EXERCISE DETAILS → Each line of the material must be returned exactly.
--- START DATA EXTRACT ---
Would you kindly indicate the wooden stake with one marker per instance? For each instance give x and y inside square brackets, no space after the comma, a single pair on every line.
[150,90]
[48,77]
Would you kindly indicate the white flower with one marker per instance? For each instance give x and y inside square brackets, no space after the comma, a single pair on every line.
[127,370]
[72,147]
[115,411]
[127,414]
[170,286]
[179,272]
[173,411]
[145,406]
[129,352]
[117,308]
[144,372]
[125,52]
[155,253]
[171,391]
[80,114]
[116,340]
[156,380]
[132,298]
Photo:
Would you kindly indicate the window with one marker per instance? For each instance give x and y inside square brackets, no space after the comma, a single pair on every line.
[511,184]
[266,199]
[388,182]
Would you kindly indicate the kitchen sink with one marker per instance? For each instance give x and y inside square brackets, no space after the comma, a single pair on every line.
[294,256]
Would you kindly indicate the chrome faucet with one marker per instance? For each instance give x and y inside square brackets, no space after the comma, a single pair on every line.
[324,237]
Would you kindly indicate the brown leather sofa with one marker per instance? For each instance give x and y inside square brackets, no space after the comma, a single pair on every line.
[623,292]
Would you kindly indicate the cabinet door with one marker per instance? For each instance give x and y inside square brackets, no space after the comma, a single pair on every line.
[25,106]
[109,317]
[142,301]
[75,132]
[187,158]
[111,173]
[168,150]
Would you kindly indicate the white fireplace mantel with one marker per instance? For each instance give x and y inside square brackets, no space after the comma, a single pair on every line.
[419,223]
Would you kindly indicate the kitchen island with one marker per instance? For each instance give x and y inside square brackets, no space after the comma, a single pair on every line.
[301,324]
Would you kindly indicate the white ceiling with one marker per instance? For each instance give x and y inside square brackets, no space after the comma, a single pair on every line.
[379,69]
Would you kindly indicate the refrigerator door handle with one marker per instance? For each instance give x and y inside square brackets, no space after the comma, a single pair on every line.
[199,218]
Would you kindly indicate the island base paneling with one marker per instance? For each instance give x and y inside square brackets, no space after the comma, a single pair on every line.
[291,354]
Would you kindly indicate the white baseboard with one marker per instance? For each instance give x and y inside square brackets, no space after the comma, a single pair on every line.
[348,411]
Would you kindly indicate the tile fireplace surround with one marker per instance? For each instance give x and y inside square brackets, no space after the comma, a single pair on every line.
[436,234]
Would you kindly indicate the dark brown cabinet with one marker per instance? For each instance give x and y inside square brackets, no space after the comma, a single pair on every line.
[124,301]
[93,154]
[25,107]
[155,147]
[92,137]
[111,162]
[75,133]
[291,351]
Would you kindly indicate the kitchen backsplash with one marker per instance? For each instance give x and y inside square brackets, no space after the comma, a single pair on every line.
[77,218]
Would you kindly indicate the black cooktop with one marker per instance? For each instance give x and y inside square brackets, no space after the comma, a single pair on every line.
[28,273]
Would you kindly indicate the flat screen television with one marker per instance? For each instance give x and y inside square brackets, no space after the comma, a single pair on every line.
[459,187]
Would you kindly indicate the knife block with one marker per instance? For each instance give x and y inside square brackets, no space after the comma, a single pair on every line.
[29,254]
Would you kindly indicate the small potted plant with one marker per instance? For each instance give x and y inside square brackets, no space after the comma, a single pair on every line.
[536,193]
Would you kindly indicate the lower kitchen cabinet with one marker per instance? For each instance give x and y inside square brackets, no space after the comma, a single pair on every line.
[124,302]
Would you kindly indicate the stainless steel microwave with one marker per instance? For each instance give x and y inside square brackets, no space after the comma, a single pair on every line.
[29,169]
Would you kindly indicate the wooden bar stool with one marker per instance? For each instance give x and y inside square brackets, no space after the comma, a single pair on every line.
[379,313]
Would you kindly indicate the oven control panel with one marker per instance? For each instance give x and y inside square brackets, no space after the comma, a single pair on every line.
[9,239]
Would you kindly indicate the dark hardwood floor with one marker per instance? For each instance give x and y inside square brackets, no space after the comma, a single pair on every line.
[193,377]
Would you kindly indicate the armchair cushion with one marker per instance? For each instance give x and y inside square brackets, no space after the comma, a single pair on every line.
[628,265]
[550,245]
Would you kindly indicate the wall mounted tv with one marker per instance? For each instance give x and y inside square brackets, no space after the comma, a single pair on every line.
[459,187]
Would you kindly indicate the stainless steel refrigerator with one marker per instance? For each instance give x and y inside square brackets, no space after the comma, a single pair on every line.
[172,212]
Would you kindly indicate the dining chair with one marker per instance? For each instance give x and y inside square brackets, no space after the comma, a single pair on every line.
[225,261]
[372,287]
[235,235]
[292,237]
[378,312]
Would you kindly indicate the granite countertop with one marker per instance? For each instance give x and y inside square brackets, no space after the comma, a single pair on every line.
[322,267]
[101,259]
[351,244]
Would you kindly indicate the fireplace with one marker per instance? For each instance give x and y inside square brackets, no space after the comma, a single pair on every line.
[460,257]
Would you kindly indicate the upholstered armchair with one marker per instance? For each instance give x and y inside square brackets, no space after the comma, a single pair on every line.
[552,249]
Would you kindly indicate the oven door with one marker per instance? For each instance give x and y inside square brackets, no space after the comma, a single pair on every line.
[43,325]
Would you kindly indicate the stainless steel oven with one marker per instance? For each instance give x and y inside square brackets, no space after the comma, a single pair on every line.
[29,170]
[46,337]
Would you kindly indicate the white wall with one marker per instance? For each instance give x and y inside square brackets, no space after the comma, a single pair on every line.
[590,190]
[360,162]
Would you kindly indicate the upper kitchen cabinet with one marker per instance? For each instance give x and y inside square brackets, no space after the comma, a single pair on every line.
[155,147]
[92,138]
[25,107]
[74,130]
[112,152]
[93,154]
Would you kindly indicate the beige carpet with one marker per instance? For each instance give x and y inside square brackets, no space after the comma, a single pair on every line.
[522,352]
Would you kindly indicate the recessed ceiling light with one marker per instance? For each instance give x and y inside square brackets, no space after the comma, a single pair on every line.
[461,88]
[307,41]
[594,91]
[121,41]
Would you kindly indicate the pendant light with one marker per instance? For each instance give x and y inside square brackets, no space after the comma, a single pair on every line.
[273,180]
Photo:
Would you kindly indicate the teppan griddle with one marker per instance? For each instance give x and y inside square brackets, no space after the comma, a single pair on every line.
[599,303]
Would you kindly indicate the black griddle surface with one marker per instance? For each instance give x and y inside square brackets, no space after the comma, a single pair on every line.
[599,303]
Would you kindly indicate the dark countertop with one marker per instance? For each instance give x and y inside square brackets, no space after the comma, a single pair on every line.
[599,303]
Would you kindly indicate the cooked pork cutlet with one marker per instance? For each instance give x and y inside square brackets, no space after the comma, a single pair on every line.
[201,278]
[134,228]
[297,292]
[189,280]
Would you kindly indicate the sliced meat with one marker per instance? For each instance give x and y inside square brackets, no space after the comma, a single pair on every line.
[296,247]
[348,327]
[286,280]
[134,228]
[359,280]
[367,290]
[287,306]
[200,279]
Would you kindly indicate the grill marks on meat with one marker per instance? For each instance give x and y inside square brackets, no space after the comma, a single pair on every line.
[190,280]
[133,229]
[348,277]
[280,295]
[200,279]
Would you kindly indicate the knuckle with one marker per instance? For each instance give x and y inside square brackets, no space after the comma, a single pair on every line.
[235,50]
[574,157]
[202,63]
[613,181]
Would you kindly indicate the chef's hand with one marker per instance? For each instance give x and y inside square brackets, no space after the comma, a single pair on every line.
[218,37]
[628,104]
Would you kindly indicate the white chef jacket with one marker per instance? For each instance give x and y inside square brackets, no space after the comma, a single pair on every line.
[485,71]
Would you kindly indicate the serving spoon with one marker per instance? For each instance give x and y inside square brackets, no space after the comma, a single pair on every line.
--- END DATA EXTRACT ---
RESULT OF THE TASK →
Would you kindly indicate the wooden stake with one marker per instance? For each instance give x and y inside square brackets, no space after the comma, a single pair on every line.
[150,90]
[48,77]
Would you kindly indicate the white flower with one marker per instance? For each instance give x and y inside square brackets, no space after the comma, a single pair on every line.
[127,370]
[72,147]
[115,411]
[127,414]
[170,286]
[179,272]
[173,411]
[145,406]
[129,352]
[117,308]
[144,372]
[125,52]
[155,253]
[171,391]
[80,114]
[116,340]
[156,380]
[132,298]
Photo:
Would you kindly indicate the window with one marker per instance? For each instance give x and y inside square brackets, no space after the comma, a single pair on every line.
[511,184]
[266,199]
[388,182]
Would you kindly indicate the kitchen sink with one marker per instance? For each instance give x and y inside square brackets, no space after the comma, a single pair on every line.
[294,256]
Would you kindly indicate the chrome faucet with one marker per instance? For each instance give x and y inside square brackets, no space after the comma, a single pair on every line.
[324,237]
Would you kindly indicate the brown leather sofa with one marker per instance? For each instance give x and y inside square brackets, no space after the comma, a single pair on every line.
[623,292]
Would you kindly indicate the cabinet door with one marker per instance? For each instance give x and y inside square brackets, no space after the comma, a single pair on every line.
[25,106]
[109,317]
[142,301]
[75,132]
[187,158]
[111,173]
[168,150]
Would you kindly indicate the white fireplace mantel with one marker per instance? For each instance give x and y inside square brackets, no space after the comma, a single pair on every line.
[419,223]
Would you kindly indicate the kitchen island with one marker per instance? For each instance give x and y inside square brackets, no space after the comma, a single pair on every line.
[301,324]
Would you kindly indicate the white ceiling with one marker per instance? For each instance give x and y inside square brackets, no space after the comma, a single pair on every line.
[379,69]
Would you kindly indicate the refrigerator door handle with one marker per instance? For each instance give x and y inside square brackets, no space after the comma, a single pair on every line.
[199,218]
Would you kindly indicate the island base paneling with one marker per instance? For each instance give x and y inside square brackets, no space after the comma, a single pair on every line.
[291,354]
Would you kindly indicate the white baseboard with one marker per instance? For each instance give x and y inside square brackets, no space after the comma, a single pair on every line.
[348,411]
Would you kindly indicate the tile fireplace surround with one marker per instance? For each instance give x and y inside square brackets, no space after the comma, a single pair on every line.
[436,234]
Would you kindly indicate the dark brown cabinet with one marker per instance? For each instance give x and y inside square brackets, no space after the comma, a single pair on every line.
[124,301]
[93,154]
[25,107]
[155,147]
[92,137]
[111,162]
[75,133]
[291,351]
Would you kindly indicate the kitchen backsplash with one marker per instance? For each instance give x and y inside square brackets, no space after the comma, a single pair on every line.
[77,218]
Would you kindly indicate the black cooktop with one marker per instance? For each instance give x and y inside square brackets, no space after the comma, a single pair on every line.
[28,273]
Would you kindly indicate the flat screen television with one marker per instance? For each instance give x and y inside square brackets, no space after the comma, a single pair on every line.
[459,187]
Would you kindly indicate the knife block with one marker per instance? For each instance give x and y inside square brackets, no space after the comma, a single pair on every line.
[29,254]
Would you kindly indicate the small potted plant with one marker per instance? For each instance give x and y inside square brackets, no space after the comma, a single pair on every line.
[536,193]
Would you kindly indicate the lower kitchen cabinet with one marker per instance? For each instance give x and y inside square brackets, no space after the comma, a single pair on every line.
[124,302]
Would you kindly indicate the stainless steel microwave with one marker per instance? For each instance give x and y inside square brackets, no space after the comma, a single pair on every line.
[29,169]
Would you kindly indicate the wooden bar stool with one marker per instance? For each instance give x and y inside square brackets, no space after the comma, a single pair on every line.
[379,313]
Would you kindly indicate the oven control panel with one marker per instance? For each instance give x and y inside square brackets, no space after the comma, a single pair on every line.
[9,239]
Would you kindly indicate the dark hardwood floor with one marker per instance? For each instance give x and y inside square brackets, no space after the comma, a single pair on every line.
[193,377]
Would you kindly indicate the armchair cushion with one marker per instance? For each instance give x and y inside square brackets, no space after the comma, a single pair on every line.
[628,265]
[550,245]
Would you kindly indicate the wall mounted tv with one marker per instance? For each instance give x and y inside square brackets, no space after the comma, a single pair on every line.
[459,187]
Would you kindly indicate the stainless steel refrigerator with one marker per instance? For each instance give x and y inside square brackets, no space after the comma, a single pair on every line.
[172,212]
Would you kindly indicate the dining chair with one marker per instance? For each instance give x and y inside square brackets, no space after the comma, a single pair on every line.
[225,261]
[372,287]
[235,235]
[292,237]
[378,312]
Would you kindly indicate the granite countertop with one marker per instance? For each instance give x and y inside square brackets, no space after the comma, a single pair on every line.
[322,267]
[101,259]
[351,244]
Would you kindly indicate the fireplace with one marker per instance? For each instance give x and y inside square brackets, no space after the comma, a single pair on every line.
[460,257]
Would you kindly indicate the upholstered armchair with one marker per instance? For each instance give x and y inside square brackets, no space after the comma, a single pair on every line.
[552,249]
Would you kindly indicate the oven door with one marker per instance? For each instance give x and y inside square brackets, no space after the comma, a single pair on every line.
[43,325]
Would you kindly indicate the stainless steel oven with one marker per instance? For each instance give x and y inside square brackets, no space after the comma, a single pair on every line.
[29,170]
[46,337]
Would you kindly indicate the white wall with one marker per instance? For each instance give x and y inside square brackets, no space after the comma, a single pair on every line.
[590,190]
[360,162]
Would you kindly indicate the upper kitchen cabinet with one marker per instance? For each instance give x and y inside square brackets, no space after the comma, a single pair on every line.
[155,147]
[92,138]
[25,107]
[74,130]
[112,152]
[93,154]
Would you kindly indicate the beige carpet with one marker per instance? For each instance give x and y inside square brackets, no space after the comma, a single pair on every line.
[522,352]
Would you kindly indicate the recessed ceiling light with one marker per instance? For each instance give x and y inside square brackets, no space after the comma, a single pair on every line.
[461,88]
[307,41]
[594,91]
[121,41]
Would you kindly indicate the pendant light with one marker per instance? For each instance give x and y inside square brackets, no space after the comma, a single pair on every line.
[273,180]
Photo:
Would you kindly indicate the teppan griddle with one marker per instance? For each instance give x and y inside square brackets, no space after the comma, a single pair on every line.
[599,303]
Would you kindly indicate the black griddle surface with one marker per instance? For each instance give x and y inside square brackets, no space after the comma, a single pair on every line.
[599,303]
Would you kindly indicate the dark countertop with one marker per instance? For each instance give x and y inside square brackets, no space after the comma, a single pair on every line.
[599,303]
Would you kindly indicate the cooked pork cutlet with one marker per instance? For each instance give x and y inside square brackets, no space after the comma, a single pair on every line.
[201,278]
[134,228]
[297,292]
[189,280]
Would you kindly indicate the sliced meat with one marker per instance? For each instance give x and y inside square brackets, no space after the comma, a single pair on every line.
[296,247]
[348,327]
[286,280]
[134,228]
[359,280]
[367,290]
[287,306]
[200,279]
Would you kindly indicate the grill marks on meat with one marker per instance? For each instance give x and y inside square brackets, no space after the comma, a single pair on every line.
[190,280]
[133,229]
[348,277]
[280,295]
[200,279]
Would you kindly indicate the knuckle with one marker per instance? For each instance give x and y inside square brackets, no space after the comma, a single pair on every line.
[235,50]
[574,157]
[202,63]
[613,181]
Would you kindly indicate the chef's hand with one marker per instance? For each instance give x and y inside square brackets, no space after the comma, a single pair on every line.
[218,37]
[628,104]
Would you kindly indicate the white chef jacket with one marker per instance? For each instance give x and y inside square brackets, no space after the comma, a single pair on every line.
[485,71]
Would you kindly indicate the serving spoon with one marker per instance? For each instance give x and y inside square brackets, no space after the comma, a single pair on every line.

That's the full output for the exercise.